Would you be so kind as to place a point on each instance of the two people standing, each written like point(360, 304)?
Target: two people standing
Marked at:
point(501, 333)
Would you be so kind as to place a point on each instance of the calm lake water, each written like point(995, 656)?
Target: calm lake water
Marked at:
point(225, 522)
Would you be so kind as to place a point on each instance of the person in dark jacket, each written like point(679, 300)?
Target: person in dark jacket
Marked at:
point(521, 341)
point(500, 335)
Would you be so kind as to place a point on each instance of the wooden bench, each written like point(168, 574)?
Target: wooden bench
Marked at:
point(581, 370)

• **AIM OF THE TASK**
Repeat the rows above word for word, starting with the first line and ending with the line that contains "point(501, 333)".

• **EXPECTED ANSWER**
Would you be so kind as to place a point on each instance of the two people standing, each written like point(360, 304)?
Target: two people standing
Marked at:
point(501, 333)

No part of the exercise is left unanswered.